[Stored data entries]
········
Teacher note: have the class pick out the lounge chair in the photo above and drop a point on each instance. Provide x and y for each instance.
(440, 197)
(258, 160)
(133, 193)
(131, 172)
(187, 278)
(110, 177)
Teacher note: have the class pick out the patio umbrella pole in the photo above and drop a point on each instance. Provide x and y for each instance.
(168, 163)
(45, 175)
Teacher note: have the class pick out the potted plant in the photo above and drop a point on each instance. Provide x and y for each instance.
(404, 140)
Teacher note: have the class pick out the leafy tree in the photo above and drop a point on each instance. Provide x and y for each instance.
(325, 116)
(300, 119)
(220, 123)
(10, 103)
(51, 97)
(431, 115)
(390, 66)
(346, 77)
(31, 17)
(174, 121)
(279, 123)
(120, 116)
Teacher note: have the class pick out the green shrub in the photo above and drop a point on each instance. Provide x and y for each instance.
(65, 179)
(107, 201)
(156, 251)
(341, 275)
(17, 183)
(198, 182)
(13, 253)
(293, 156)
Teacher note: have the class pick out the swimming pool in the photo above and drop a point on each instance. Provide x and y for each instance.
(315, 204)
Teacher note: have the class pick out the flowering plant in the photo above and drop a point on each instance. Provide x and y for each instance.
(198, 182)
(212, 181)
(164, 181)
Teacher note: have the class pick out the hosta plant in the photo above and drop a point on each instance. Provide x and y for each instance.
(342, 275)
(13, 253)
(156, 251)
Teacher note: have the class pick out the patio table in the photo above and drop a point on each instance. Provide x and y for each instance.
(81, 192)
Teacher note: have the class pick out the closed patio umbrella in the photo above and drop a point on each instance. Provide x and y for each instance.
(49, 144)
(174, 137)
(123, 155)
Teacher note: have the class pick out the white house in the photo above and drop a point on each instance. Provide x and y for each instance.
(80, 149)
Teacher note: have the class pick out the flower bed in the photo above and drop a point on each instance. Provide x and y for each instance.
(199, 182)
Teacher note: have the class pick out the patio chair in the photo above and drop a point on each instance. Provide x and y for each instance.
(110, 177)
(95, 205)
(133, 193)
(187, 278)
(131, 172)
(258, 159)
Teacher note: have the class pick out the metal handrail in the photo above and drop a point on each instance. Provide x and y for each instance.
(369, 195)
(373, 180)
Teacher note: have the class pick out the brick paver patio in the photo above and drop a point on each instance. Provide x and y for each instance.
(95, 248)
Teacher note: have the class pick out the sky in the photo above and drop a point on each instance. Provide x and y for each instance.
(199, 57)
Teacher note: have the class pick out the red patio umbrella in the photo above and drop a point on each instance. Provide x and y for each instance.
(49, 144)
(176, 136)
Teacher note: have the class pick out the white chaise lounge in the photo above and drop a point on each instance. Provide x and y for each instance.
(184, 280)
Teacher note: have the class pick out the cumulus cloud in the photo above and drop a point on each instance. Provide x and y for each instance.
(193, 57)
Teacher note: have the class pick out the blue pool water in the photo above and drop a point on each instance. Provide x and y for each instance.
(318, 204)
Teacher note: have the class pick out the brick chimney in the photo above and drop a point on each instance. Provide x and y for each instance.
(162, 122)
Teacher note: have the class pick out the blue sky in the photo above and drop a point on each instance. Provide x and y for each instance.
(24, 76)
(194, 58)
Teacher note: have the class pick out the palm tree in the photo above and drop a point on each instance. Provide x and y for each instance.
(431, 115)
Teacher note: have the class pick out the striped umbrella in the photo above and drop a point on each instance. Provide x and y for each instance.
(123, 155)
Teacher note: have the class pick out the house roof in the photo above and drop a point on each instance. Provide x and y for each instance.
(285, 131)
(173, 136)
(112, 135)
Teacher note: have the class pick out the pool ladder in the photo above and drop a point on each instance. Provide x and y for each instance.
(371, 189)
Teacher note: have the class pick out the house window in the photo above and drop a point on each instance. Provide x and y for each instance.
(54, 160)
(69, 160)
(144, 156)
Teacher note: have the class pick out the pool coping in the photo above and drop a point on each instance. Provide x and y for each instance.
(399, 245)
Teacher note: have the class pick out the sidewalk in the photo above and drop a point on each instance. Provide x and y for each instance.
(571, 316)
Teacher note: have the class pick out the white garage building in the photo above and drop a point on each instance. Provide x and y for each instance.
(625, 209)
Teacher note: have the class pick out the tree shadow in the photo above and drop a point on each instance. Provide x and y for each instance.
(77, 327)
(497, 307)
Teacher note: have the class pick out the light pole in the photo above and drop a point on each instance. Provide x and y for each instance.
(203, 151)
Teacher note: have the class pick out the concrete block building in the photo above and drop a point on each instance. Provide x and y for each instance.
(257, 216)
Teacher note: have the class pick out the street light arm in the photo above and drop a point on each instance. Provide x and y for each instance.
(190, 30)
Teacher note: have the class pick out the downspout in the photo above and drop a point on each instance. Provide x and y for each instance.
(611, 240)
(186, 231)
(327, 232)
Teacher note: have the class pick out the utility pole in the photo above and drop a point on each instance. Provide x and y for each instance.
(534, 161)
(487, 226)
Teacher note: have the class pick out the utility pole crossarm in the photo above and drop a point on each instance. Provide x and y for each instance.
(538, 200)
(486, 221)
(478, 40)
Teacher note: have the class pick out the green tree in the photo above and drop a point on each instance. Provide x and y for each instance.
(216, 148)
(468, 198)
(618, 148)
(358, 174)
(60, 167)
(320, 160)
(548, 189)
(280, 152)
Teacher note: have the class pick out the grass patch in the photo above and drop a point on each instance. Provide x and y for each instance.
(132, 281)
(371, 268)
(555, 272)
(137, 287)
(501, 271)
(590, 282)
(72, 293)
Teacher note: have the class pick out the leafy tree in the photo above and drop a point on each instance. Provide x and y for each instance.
········
Reproduce the data in full, exactly as presented.

* **THE ANSWER**
Teacher note: have the class pick out the lounge chair in the photo above and drop a point on each instance. Provide x and y for each instance.
(440, 197)
(258, 160)
(133, 193)
(131, 172)
(187, 278)
(110, 177)
Teacher note: have the class pick out the patio umbrella pole in the photo above and drop a point on each instance. Provide x and y for each instance.
(168, 163)
(45, 175)
Teacher note: have the class pick out the potted plant in the photo above and drop a point on each instance. Provide x and y for each instance.
(404, 140)
Teacher note: have the class pick out the leafy tree in the photo above and drop a point on each instance. Provide x and y for each instance.
(325, 116)
(300, 119)
(220, 123)
(10, 103)
(51, 97)
(431, 115)
(390, 66)
(346, 77)
(31, 17)
(174, 121)
(279, 123)
(120, 116)
Teacher note: have the class pick out the green shrub in the photo above and drop a point on each instance. Provide x and y for each instance.
(65, 179)
(107, 201)
(156, 251)
(341, 275)
(17, 183)
(198, 182)
(13, 253)
(293, 156)
Teacher note: have the class pick out the swimming pool in the photo above and drop a point on each instance. Provide x and y for each instance.
(315, 204)
Teacher note: have the class pick out the flowering plant in the photo above and drop a point on each instance. Provide x and y for each instance.
(198, 182)
(212, 181)
(164, 181)
Teacher note: have the class pick out the hosta plant in the photo above and drop a point on each instance. Provide x and y for each instance.
(342, 275)
(13, 253)
(156, 251)
Teacher note: have the class pick out the patio table in the photo above and drop a point on each instance. Provide x and y for each instance.
(81, 192)
Teacher note: have the class pick out the closed patio umbrella in the photo above and drop a point on each instance. Provide x and y for each instance.
(49, 144)
(174, 137)
(123, 155)
Teacher note: have the class pick out the white house in the photo above and drop a point on each instance. Provide x and y for each instance.
(80, 149)
Teacher note: have the class pick out the flower bed in the photo above and drop a point on each instance. Provide x and y for each instance.
(199, 182)
Teacher note: have the class pick out the patio chair in the photo above and drop a point on each instance. Provide x and y for each instance.
(110, 177)
(95, 205)
(133, 193)
(187, 278)
(131, 172)
(258, 159)
Teacher note: have the class pick out the metal handrail in the photo above and drop a point on each instance. Provide x and y for each instance.
(369, 195)
(373, 180)
Teacher note: have the class pick out the brick paver patio in the photo above and drop a point on each instance. Provide x and y for each instance.
(95, 248)
Teacher note: have the class pick out the sky in the photo above and drop a point on each instance. Provide x and y for each instance.
(199, 57)
Teacher note: have the class pick out the red patio umbrella in the photo above and drop a point on each instance. Provide x and y for each instance.
(49, 144)
(176, 136)
Teacher note: have the class pick out the white chaise lounge in the photo above and drop a point on each instance. Provide x and y for each instance.
(184, 280)
Teacher note: have the class pick out the cumulus cloud in the photo above and drop a point on each instance. Provide x and y for each instance.
(193, 57)
Teacher note: have the class pick out the blue pool water in the photo above and drop a point on each instance. Provide x and y for each instance.
(318, 204)
Teacher note: have the class pick out the brick chimney in the photo above and drop a point on each instance. Provide x and y for each instance.
(162, 122)
Teacher note: have the class pick out the blue sky in the photo above and drop a point on each instance. Provide x and y for each instance.
(24, 76)
(194, 58)
Teacher note: have the class pick out the palm tree in the photo above and drop a point on each instance. Provide x and y for each instance.
(431, 115)
Teacher note: have the class pick out the striped umbrella in the photo above and drop a point on each instance. Provide x and y for each instance.
(123, 155)
Teacher note: have the class pick out the house roof in the photo above and drop a point on each instance. Provide x and y for each instance.
(285, 131)
(173, 136)
(112, 135)
Teacher note: have the class pick out the pool ladder in the photo above and drop a point on each instance. Provide x and y for each instance.
(371, 189)
Teacher note: have the class pick out the house window in the photo above and drop a point on each instance. Provide x and y for each instance.
(54, 160)
(69, 160)
(144, 156)
Teacher note: have the class pick out the pool coping in the photo above and drop a point on each instance. Provide x and y for each instance.
(399, 245)
Teacher note: have the class pick out the sidewalk in the photo above and drop a point on each instance. Provide x and y for each instance.
(571, 316)
Teacher note: have the class pick out the white garage building in the photo above and drop a point on each instance. Provide x and y for each instance.
(625, 209)
Teacher note: have the class pick out the tree shadow in the photo above and drop a point on each instance. Provide x and y for each instance.
(77, 327)
(497, 307)
Teacher note: have the class pick out the light pole in the photo above and drop a point on each instance. Provide x and y for each instance.
(203, 151)
Teacher note: have the class pick out the concrete block building in the photo above and drop a point on each instance. Provide x and y for each instance.
(257, 216)
Teacher note: have the class pick out the street light arm in the photo above and drop a point on each instance. Provide x and y for each instance.
(190, 30)
Teacher note: have the class pick out the downspout in the photo above and drop a point on each instance. Provide x and y for each instance.
(611, 240)
(186, 231)
(327, 232)
Teacher note: have the class pick out the utility pole in the photo above and drop a point on each instance. Provide x and y for each instance.
(534, 161)
(487, 226)
Teacher note: have the class pick out the utility pole crossarm in the photo above and drop a point on each instance. Provide x and y for each instance.
(538, 200)
(486, 221)
(478, 40)
Teacher note: have the class pick out the green tree in the photo above and drop a point on each instance. Provide x and y for each instance.
(216, 148)
(468, 198)
(618, 148)
(358, 174)
(60, 167)
(320, 160)
(548, 189)
(280, 152)
Teacher note: have the class pick out the grass patch in the photo above and drop a point on each instance. Provide x and y for each instance.
(132, 281)
(371, 268)
(555, 272)
(137, 287)
(501, 271)
(590, 282)
(72, 293)
Teacher note: have the class pick out the leafy tree in the photo above and drop a point on each instance. Provide x and y for each instance.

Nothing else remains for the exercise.